WHAT YOU SHOULD DO →
Give every entry again, word for word and in full.

RECORDS SHOWN →
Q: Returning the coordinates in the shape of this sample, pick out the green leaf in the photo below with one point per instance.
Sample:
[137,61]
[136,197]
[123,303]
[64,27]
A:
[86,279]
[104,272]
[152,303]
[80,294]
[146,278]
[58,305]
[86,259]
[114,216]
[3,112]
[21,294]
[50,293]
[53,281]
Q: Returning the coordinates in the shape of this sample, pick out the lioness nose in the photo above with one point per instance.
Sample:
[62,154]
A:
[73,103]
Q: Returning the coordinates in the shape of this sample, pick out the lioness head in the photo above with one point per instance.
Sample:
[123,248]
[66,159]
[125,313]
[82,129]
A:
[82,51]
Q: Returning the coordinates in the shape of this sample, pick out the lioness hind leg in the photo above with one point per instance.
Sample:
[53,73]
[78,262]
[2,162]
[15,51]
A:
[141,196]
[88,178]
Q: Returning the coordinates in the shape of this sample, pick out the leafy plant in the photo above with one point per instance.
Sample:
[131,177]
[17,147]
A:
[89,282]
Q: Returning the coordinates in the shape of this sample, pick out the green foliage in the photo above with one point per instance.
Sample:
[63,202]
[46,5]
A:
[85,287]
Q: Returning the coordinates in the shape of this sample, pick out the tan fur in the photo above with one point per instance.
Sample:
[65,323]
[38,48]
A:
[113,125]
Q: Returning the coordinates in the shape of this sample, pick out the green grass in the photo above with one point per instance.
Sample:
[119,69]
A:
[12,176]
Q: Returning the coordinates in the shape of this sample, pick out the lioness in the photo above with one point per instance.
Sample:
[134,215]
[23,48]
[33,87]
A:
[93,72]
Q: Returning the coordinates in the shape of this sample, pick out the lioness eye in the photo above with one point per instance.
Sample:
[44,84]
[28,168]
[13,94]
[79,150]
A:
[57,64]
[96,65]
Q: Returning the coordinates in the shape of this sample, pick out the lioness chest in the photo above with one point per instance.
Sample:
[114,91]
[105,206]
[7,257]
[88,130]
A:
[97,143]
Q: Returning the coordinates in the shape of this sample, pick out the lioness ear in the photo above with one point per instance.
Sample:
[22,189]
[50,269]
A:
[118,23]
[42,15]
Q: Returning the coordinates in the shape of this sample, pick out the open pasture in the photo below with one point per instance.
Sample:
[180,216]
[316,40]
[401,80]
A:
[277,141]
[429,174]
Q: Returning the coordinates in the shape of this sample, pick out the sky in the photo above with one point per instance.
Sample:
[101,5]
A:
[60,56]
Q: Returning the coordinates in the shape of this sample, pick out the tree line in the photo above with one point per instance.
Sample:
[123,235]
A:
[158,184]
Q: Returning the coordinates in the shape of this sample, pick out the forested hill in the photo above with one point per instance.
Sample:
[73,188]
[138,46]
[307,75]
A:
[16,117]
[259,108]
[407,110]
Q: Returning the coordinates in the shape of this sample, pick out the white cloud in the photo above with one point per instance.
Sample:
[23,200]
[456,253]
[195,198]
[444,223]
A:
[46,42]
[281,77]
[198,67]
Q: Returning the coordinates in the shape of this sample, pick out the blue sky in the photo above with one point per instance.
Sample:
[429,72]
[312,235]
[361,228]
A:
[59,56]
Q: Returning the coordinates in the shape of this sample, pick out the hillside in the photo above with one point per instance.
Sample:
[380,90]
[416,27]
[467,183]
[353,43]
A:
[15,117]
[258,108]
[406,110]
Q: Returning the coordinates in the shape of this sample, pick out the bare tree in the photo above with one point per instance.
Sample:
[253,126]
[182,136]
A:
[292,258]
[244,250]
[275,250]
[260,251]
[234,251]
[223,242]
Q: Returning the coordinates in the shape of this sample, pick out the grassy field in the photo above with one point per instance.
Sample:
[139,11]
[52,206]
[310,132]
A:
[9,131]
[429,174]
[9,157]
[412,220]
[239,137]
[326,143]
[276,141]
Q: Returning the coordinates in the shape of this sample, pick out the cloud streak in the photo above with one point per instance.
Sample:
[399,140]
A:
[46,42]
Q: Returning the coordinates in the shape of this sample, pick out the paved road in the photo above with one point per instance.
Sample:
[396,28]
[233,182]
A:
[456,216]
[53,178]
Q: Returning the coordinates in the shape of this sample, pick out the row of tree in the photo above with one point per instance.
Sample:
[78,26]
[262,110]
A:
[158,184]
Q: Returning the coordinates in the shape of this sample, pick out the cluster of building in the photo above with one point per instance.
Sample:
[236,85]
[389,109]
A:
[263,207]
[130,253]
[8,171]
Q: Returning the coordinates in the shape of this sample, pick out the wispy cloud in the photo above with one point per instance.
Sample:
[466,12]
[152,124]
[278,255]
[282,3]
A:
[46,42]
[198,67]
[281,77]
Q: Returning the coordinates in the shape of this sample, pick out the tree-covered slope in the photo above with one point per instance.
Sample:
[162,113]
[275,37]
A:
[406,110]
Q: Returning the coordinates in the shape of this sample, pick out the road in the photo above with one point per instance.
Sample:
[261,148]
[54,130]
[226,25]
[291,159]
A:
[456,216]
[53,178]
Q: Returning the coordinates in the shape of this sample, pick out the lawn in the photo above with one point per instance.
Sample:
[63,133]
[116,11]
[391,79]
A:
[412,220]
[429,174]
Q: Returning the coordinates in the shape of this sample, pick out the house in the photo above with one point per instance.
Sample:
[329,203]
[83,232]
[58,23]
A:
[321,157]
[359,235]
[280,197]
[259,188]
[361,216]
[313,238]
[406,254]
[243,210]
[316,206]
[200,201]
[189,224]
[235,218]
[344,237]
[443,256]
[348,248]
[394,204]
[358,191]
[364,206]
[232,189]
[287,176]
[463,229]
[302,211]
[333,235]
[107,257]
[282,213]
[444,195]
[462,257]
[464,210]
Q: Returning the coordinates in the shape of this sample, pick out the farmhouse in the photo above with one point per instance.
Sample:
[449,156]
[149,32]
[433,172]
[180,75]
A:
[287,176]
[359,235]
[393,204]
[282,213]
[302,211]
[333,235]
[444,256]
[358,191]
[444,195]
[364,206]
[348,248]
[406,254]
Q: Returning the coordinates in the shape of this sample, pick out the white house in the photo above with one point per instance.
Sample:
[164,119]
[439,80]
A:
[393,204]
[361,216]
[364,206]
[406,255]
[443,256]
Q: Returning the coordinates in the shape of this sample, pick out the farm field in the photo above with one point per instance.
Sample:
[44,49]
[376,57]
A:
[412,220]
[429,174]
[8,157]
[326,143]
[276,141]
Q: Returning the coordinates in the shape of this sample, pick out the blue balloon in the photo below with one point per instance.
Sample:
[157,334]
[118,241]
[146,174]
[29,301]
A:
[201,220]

ANSWER FOR THIS EXERCISE →
Q: Returning the coordinates in the shape of this sample, pick out the green leaf in the photo below with one point per instance.
Sample:
[137,61]
[136,197]
[123,303]
[64,27]
A:
[86,279]
[104,272]
[152,303]
[80,294]
[146,278]
[58,305]
[86,259]
[114,216]
[3,112]
[21,294]
[50,293]
[53,281]
Q: Returning the coordinates in the shape of this sample, pick out the lioness nose in the photo above with one point per instance.
Sample:
[62,154]
A:
[73,103]
Q: Returning the coordinates in the shape of this sample, pick out the lioness head in the photo above with one point per instance.
Sample:
[123,248]
[66,159]
[125,313]
[82,129]
A:
[82,51]
Q: Returning the coordinates in the shape of this sample, pick out the lioness hind leg in the photo above with one point per instance.
Sample:
[53,73]
[78,262]
[2,162]
[15,51]
A:
[141,196]
[88,178]
Q: Returning the coordinates in the shape of this sample, pick out the leafy plant in the photo above with one point per instance.
Sample:
[131,177]
[17,147]
A:
[89,282]
Q: Returning the coordinates in the shape of this sample, pick out the green foliage in the photo above with one point per instance.
Sample:
[63,202]
[46,5]
A:
[85,287]
Q: Returning the coordinates in the shape of this sample, pick out the tan fur in the photo above with one point per instance.
Sample:
[65,323]
[38,48]
A:
[113,125]
Q: Returning the coordinates in the shape of this sample, pick out the green grass in the photo above with one point per instance.
Sample:
[119,69]
A:
[12,176]
Q: Returning the coordinates in the shape of this sample, pick out the lioness in the photo above with one point per instance.
Sample:
[134,215]
[23,48]
[33,87]
A:
[93,72]
Q: Returning the coordinates in the shape of this sample, pick out the lioness eye in the photo above with one point per instance.
Sample:
[44,84]
[28,168]
[13,94]
[79,150]
A:
[57,64]
[96,65]
Q: Returning the coordinates in the shape of this sample, pick out the lioness chest in the photo above with one point per instance.
Sample:
[114,91]
[105,206]
[7,257]
[88,130]
A:
[97,143]
Q: Returning the coordinates in the shape of this sample, pick out the lioness ear in the photo above with one point per instance.
Sample:
[22,189]
[50,269]
A:
[118,23]
[42,15]
Q: Returning the coordinates in the shape of this sample, pick out the open pasture in the photo below with one point per instance.
Sample:
[180,216]
[316,40]
[401,80]
A:
[277,141]
[429,174]
Q: Returning the coordinates in the shape of this sample, pick out the sky in the photo above with one point per instance.
Sample:
[101,5]
A:
[60,56]
Q: Returning the coordinates in the shape of this sample, pick out the tree line in the photo above with one point per instance.
Sample:
[123,235]
A:
[158,184]
Q: Returning the coordinates in the shape of this sample, pick out the forested hill in the photo above with one point per instance.
Sample:
[73,188]
[138,46]
[307,75]
A:
[16,117]
[259,108]
[407,110]
Q: Returning the coordinates in the shape of this sample, pick out the white cloud in the photo above with one point per instance.
Sample:
[23,200]
[456,253]
[195,198]
[444,223]
A:
[46,42]
[281,77]
[198,67]
Q: Returning the coordinates in the shape of this sample, pick out the blue sky in the photo above with one point per instance.
Sample:
[429,72]
[312,235]
[361,228]
A:
[59,56]
Q: Returning the coordinates in the shape of this sample, pick out the hillside in the photo above with one point per instance.
Sample:
[380,90]
[416,27]
[467,183]
[353,43]
A:
[15,117]
[258,108]
[406,110]
Q: Returning the coordinates in the shape of this sample, pick out the bare tree in the photo above with one point per instance.
Sample:
[253,126]
[182,136]
A:
[292,258]
[244,250]
[275,250]
[260,251]
[234,251]
[223,242]
Q: Returning the coordinates in the shape of this sample, pick out the grassy field in the photo above with one point per instance.
Sample:
[139,11]
[52,206]
[310,132]
A:
[9,131]
[429,174]
[9,157]
[412,220]
[239,137]
[326,143]
[276,141]
Q: Returning the coordinates in the shape of this sample, pick out the cloud streak in the photo above with one point per instance.
Sample:
[399,140]
A:
[46,42]
Q: Returning the coordinates in the shape of this sample, pick out the paved road in the photo above with one point per instance.
Sample:
[396,28]
[233,182]
A:
[456,216]
[53,178]
Q: Returning the coordinates in the shape of this sample, pick out the row of tree in the photo above with one point per instance.
Sample:
[78,26]
[262,110]
A:
[158,184]
Q: Returning the coordinates in the shape of this sample, pick out the cluster of building in the photo above with one point per instance.
Sample:
[236,85]
[389,109]
A:
[263,207]
[130,253]
[8,171]
Q: Returning the coordinates in the shape of this sample, pick out the wispy cloud in the photo above with one point per instance.
Sample:
[466,12]
[152,124]
[278,255]
[282,3]
A:
[46,42]
[198,67]
[281,77]
Q: Returning the coordinates in the shape of this sample, pick out the tree-covered slope in the photo above with one point per instance.
Sample:
[162,113]
[275,37]
A:
[406,110]
Q: Returning the coordinates in the shape of this sample, pick out the road in the photo above with one point per instance.
Sample:
[261,148]
[54,130]
[226,25]
[291,159]
A:
[456,216]
[53,178]
Q: Returning the coordinates in the shape of this sample, pick out the lawn in the photo above with one point per instance.
Sample:
[63,133]
[116,11]
[391,79]
A:
[412,220]
[429,174]
Q: Returning the coordinates in the shape of this sample, pick out the house in the photo above with one point per instance.
Sample:
[329,203]
[83,232]
[58,23]
A:
[321,157]
[359,235]
[280,197]
[259,188]
[361,216]
[313,238]
[406,254]
[243,210]
[316,206]
[200,201]
[189,224]
[235,218]
[344,237]
[443,256]
[348,248]
[394,204]
[358,191]
[364,206]
[232,189]
[287,176]
[463,229]
[302,211]
[333,235]
[107,257]
[282,213]
[444,195]
[462,257]
[464,210]
Q: Returning the coordinates in the shape of this sample, pick out the farmhouse in the photo above with one point per instance.
Sample:
[449,156]
[149,32]
[433,172]
[180,75]
A:
[287,176]
[359,235]
[393,204]
[282,213]
[302,211]
[333,235]
[444,256]
[358,191]
[444,195]
[364,206]
[348,248]
[406,254]
Q: Returning the coordinates in the shape of this sample, pick out the white house in the photo above with one point per instance.
Sample:
[164,119]
[439,80]
A:
[393,204]
[361,216]
[364,206]
[406,255]
[443,256]
Q: Returning the coordinates in the shape of this sample, pick out the farm field in the photo above with one point per instance.
Sample:
[44,49]
[376,57]
A:
[412,220]
[429,174]
[8,157]
[326,143]
[276,141]
Q: Returning the coordinates in the shape of this sample, pick out the blue balloon in the photo below with one point per instance.
Sample:
[157,334]
[118,241]
[146,174]
[29,301]
A:
[201,220]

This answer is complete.